--- START ---
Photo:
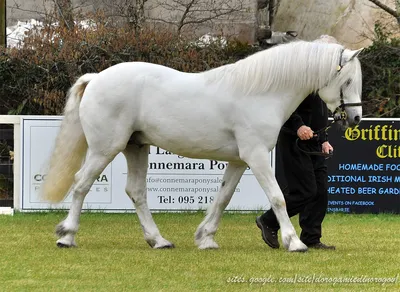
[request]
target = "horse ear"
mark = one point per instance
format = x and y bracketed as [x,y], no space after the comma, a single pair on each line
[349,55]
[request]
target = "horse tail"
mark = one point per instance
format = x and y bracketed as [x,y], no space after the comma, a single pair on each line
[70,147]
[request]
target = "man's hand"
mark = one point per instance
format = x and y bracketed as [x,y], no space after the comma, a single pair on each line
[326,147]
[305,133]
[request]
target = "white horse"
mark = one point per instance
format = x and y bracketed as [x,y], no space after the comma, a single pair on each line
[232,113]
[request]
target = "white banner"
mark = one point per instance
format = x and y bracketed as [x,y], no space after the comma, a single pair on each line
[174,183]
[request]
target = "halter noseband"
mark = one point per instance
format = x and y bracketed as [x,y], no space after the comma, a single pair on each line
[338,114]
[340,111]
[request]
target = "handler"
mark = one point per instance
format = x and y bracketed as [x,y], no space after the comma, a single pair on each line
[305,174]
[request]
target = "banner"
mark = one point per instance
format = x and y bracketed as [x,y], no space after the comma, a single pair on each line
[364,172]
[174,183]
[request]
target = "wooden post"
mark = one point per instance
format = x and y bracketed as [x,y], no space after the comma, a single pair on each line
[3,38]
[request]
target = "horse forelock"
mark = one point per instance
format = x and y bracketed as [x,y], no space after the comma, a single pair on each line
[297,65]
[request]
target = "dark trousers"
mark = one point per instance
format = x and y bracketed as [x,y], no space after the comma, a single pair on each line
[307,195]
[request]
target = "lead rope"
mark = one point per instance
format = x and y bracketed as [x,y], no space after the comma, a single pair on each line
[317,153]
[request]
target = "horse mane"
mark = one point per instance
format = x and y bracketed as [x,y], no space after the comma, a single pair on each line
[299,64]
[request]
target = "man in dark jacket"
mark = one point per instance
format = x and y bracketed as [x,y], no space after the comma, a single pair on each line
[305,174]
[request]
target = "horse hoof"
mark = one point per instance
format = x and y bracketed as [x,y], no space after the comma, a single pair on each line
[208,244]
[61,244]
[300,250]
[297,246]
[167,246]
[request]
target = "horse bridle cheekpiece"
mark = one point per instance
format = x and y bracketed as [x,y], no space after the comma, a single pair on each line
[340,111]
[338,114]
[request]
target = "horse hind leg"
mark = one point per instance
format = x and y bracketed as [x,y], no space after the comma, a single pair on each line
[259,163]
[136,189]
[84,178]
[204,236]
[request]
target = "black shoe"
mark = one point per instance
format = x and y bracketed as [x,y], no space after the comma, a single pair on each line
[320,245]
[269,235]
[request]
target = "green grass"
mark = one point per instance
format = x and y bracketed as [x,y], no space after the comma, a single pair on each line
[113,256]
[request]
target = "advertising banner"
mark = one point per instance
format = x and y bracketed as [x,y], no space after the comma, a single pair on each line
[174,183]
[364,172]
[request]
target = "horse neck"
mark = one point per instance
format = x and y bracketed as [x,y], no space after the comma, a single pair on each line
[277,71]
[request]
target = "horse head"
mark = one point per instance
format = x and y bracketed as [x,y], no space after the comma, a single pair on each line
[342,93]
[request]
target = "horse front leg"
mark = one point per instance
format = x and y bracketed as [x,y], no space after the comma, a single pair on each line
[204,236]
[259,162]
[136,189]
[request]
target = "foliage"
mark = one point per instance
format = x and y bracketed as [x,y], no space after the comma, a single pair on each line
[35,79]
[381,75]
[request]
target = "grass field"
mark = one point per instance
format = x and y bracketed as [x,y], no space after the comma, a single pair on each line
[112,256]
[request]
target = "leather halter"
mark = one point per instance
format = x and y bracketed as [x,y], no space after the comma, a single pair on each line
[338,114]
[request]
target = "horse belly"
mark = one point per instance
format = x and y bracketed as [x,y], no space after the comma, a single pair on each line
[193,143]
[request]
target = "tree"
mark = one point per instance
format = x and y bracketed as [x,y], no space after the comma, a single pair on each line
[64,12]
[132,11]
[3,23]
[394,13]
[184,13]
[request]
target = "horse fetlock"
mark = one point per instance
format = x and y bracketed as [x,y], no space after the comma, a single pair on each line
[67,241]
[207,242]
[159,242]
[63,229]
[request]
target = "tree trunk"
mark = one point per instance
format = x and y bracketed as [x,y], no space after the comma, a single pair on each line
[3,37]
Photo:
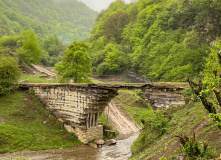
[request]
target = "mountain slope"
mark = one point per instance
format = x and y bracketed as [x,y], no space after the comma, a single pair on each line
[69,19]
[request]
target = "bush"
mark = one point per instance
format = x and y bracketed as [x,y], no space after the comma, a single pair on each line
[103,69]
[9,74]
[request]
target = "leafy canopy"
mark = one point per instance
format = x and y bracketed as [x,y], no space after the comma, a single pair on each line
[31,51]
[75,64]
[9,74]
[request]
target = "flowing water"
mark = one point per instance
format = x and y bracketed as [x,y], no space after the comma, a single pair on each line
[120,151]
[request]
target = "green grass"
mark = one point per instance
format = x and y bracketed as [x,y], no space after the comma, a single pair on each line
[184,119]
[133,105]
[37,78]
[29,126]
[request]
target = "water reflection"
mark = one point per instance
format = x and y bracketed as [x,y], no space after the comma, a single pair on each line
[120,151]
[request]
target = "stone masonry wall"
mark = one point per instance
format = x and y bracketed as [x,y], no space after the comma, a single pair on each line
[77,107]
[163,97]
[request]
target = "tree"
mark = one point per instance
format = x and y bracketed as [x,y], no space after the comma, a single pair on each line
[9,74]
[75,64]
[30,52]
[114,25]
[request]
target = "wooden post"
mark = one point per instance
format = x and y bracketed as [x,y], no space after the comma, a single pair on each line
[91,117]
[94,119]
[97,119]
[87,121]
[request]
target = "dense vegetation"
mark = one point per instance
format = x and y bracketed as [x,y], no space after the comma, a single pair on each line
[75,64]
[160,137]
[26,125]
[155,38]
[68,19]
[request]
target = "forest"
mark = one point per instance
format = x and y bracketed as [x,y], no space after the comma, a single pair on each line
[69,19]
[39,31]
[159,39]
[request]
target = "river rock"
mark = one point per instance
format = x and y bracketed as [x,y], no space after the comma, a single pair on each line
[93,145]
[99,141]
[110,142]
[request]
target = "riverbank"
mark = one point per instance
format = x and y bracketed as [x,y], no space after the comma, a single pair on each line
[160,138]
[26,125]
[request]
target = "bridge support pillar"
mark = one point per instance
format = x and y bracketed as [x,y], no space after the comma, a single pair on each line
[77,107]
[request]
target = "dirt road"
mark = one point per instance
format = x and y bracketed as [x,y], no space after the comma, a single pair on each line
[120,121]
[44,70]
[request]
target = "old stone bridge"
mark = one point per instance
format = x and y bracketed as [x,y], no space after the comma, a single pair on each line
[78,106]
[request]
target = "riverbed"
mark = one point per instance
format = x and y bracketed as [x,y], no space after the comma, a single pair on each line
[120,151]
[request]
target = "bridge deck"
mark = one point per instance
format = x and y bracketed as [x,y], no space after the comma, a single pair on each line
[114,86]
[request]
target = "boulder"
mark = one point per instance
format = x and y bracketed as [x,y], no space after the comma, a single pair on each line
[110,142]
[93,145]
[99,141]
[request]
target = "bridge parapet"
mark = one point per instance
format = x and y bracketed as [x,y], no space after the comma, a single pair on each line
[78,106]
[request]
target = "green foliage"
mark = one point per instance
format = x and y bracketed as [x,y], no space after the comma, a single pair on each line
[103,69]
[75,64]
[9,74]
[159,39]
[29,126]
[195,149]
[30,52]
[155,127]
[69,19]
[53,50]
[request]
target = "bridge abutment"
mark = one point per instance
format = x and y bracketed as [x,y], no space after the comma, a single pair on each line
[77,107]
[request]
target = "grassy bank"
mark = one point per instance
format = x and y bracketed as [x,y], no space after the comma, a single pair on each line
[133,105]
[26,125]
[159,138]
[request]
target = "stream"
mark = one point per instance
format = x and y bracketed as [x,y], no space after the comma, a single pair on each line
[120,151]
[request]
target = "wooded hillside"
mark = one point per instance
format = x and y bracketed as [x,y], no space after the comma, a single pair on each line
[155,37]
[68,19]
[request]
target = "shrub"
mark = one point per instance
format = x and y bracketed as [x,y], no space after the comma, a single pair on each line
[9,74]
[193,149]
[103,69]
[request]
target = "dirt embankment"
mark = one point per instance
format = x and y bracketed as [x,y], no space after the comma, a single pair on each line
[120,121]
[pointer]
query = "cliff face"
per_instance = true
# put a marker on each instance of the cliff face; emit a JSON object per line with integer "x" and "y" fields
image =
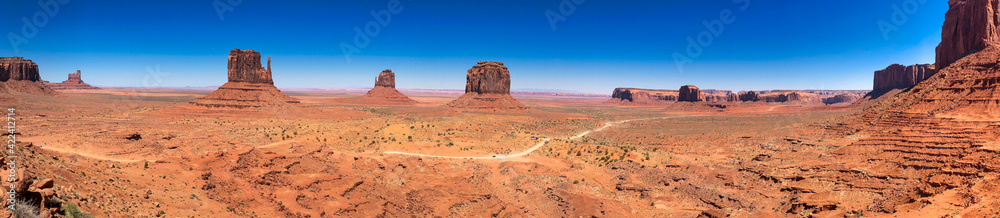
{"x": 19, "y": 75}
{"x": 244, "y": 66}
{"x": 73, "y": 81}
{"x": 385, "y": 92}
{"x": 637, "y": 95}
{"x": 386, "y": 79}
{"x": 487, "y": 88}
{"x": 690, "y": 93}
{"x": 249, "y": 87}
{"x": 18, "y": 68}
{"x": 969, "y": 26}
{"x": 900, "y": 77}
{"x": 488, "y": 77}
--- END ---
Directive: Pull out each line above that contains the string "bridge". Case counts.

Answer below:
target = "bridge support pillar"
target = "old stone bridge"
target = "bridge deck"
target = "bridge parapet"
target = "bridge abutment"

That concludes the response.